REQUIRED WORK =>
1 - In the Medicare piece below, what does the writer call the greatest advantage of a single administrative body?
2 - Reproduce the part of the Medicare piece below starting at "It is not a" and ending at "of the process.".

Segment Start: TEXT FOR ANALYSIS

It is not a secret that I believe that a single payer system to cover healthcare costs is in our best interest. One of the struggles is how to pay for it. There is a proposal out there to expand Medicare. I think it is worth exploring.
Administratively, Medicare is already in place. A single administrative body to coordinate the processing and payment of medical expenses. The greatest advantage of this is that it eliminates administrative overhead. Based on a study in the New England Journal of Medicine, the amount of expenditures related to Health Insurance overhead is significant. Consider the few examples that would not need to be part of the process.
Hospital and doctor compliance and monitoring. Doctors don’t just send a bill to the insurance companies. They first have to work with the companies (multiple companies) to understand the terms of the agreement. Then they have to have staff and processes to comply with each one of those companies.
Payement. As with compliance, each company has it’s own process for payment and reconciliation of payments. Each medical practice must manage to each of the insurance companies processes.

Segment End: TEXT FOR ANALYSIS
Segment Start: RECORDED DATA

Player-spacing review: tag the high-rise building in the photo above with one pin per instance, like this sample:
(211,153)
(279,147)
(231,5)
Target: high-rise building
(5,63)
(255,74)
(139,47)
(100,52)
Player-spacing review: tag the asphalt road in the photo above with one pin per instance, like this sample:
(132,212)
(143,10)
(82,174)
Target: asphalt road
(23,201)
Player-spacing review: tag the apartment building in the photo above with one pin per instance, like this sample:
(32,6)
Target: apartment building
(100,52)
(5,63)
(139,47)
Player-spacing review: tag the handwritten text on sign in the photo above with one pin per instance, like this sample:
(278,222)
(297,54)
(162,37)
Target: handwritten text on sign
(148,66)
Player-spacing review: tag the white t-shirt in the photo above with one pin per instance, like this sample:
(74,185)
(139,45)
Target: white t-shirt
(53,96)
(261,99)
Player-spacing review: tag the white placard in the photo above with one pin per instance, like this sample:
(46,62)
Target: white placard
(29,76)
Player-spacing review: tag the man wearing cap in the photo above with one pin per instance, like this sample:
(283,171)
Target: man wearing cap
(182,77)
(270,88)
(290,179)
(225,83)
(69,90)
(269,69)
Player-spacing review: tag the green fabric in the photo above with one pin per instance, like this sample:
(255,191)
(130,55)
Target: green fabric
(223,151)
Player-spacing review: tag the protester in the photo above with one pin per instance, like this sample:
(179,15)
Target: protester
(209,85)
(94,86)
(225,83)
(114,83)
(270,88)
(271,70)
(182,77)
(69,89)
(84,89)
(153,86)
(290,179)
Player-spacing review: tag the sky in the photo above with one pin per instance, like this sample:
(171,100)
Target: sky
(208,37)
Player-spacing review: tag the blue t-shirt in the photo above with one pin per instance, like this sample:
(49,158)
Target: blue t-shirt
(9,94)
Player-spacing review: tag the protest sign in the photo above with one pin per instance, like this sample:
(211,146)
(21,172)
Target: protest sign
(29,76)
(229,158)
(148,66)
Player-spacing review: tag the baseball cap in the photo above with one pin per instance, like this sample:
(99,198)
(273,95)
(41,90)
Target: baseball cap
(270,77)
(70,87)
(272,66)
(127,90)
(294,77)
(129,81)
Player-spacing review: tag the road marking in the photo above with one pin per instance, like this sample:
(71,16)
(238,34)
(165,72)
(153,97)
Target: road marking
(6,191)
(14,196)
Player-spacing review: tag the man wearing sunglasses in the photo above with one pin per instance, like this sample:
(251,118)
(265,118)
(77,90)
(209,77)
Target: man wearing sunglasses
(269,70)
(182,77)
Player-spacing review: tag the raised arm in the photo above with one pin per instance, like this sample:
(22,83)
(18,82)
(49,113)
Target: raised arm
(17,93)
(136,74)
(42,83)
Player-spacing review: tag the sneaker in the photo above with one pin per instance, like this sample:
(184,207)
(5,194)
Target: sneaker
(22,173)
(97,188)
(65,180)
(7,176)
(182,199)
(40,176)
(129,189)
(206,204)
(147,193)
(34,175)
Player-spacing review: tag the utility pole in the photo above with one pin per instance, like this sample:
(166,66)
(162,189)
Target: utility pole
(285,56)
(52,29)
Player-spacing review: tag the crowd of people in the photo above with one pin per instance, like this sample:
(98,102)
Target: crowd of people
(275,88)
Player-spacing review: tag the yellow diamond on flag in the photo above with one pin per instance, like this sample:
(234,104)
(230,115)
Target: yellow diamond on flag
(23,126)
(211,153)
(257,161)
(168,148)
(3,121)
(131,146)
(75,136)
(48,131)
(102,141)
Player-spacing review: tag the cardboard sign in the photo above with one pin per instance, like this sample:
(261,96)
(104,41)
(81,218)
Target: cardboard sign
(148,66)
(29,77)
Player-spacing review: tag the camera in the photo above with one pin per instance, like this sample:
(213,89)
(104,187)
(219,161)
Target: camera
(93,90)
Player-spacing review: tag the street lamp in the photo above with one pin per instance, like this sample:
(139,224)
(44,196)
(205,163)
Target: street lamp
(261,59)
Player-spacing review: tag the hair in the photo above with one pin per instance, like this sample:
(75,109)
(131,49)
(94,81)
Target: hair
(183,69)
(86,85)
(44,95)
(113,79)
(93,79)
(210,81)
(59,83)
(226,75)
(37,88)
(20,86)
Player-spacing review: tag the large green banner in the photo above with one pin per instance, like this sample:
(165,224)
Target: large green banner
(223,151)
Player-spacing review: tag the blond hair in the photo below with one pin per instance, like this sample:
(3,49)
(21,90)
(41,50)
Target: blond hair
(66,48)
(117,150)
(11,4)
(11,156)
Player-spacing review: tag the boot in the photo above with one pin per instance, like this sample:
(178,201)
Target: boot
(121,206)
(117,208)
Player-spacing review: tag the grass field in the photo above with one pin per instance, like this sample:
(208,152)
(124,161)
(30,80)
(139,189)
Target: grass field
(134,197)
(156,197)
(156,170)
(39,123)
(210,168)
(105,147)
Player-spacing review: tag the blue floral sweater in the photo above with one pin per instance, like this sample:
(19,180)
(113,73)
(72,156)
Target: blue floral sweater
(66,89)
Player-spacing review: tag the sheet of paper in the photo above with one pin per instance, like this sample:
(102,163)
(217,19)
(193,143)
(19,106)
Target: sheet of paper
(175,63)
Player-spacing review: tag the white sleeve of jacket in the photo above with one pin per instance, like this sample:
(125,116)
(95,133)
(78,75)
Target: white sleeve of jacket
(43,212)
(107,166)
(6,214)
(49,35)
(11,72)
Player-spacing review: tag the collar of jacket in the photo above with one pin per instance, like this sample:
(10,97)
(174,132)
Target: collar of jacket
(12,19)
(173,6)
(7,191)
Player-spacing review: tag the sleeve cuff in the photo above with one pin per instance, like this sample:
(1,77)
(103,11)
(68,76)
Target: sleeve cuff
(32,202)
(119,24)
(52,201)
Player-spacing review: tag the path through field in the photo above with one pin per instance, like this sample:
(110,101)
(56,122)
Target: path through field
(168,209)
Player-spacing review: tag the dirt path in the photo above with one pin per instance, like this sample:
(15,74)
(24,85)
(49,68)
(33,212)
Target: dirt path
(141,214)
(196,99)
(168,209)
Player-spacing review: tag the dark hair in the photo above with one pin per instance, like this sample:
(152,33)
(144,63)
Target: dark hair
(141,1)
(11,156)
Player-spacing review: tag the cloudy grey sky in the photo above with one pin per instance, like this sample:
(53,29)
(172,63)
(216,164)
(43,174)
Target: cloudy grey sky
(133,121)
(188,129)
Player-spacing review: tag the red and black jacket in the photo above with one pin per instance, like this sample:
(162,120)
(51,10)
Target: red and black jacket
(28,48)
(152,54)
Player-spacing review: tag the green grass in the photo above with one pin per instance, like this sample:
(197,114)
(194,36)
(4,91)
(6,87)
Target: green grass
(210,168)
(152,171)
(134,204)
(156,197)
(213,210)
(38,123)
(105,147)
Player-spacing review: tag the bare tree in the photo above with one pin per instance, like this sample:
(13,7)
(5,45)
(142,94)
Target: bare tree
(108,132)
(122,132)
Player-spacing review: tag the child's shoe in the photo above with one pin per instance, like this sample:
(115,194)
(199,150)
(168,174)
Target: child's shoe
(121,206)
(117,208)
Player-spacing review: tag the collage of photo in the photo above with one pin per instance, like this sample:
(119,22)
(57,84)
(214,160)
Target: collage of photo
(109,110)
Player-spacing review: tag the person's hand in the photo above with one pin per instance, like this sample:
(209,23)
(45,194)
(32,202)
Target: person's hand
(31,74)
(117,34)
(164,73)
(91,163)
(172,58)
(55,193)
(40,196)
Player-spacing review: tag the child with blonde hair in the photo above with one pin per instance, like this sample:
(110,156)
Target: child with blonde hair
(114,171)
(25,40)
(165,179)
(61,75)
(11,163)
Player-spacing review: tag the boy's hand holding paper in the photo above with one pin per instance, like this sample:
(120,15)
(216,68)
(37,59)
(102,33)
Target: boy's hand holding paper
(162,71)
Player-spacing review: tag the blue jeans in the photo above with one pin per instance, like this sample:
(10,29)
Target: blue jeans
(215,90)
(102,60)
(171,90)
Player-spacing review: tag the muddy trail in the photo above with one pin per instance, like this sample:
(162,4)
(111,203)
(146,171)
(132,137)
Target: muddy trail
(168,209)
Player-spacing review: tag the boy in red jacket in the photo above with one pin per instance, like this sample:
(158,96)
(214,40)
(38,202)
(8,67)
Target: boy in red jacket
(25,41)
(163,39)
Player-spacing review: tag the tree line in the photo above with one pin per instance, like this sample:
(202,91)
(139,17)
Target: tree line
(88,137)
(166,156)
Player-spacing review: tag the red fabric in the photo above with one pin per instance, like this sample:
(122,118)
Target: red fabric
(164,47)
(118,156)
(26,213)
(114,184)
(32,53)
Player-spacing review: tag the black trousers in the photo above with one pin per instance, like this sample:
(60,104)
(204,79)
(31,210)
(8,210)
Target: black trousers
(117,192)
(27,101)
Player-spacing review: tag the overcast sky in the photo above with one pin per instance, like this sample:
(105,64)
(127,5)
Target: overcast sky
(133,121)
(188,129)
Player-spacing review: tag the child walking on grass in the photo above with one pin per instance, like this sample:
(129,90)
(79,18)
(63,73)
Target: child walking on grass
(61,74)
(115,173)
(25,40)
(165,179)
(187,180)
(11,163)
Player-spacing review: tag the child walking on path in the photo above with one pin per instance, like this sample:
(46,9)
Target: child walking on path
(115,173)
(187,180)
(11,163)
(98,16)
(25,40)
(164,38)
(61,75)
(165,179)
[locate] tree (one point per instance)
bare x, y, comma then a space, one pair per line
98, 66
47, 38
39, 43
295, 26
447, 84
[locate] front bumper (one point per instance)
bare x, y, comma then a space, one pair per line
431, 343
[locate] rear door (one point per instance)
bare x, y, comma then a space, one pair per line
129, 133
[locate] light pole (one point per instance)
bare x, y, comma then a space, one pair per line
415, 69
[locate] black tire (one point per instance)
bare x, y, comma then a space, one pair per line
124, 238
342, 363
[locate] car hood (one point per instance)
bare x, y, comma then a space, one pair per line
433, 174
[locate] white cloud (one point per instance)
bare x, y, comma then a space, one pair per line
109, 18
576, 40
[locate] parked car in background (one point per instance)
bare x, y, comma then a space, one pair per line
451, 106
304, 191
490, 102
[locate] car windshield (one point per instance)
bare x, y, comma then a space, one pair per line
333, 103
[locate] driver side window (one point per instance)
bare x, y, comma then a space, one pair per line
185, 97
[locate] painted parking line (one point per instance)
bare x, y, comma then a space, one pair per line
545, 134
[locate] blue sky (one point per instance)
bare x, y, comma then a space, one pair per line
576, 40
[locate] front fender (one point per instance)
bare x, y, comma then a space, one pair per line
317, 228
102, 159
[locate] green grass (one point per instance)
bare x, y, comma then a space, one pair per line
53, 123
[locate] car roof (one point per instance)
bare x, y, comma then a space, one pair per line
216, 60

Segment End: RECORDED DATA

TASK-BY-TASK ANSWERS =>
1 - It eliminates administrative overhead.

2 -
It is not a secret that I believe that a single payer system to cover healthcare costs is in our best interest. One of the struggles is how to pay for it. There is a proposal out there to expand Medicare. I think it is worth exploring.
Administratively, Medicare is already in place. A single administrative body to coordinate the processing and payment of medical expenses. The greatest advantage of this is that it eliminates administrative overhead. Based on a study in the New England Journal of Medicine, the amount of expenditures related to Health Insurance overhead is significant. Consider the few examples that would not need to be part of the process.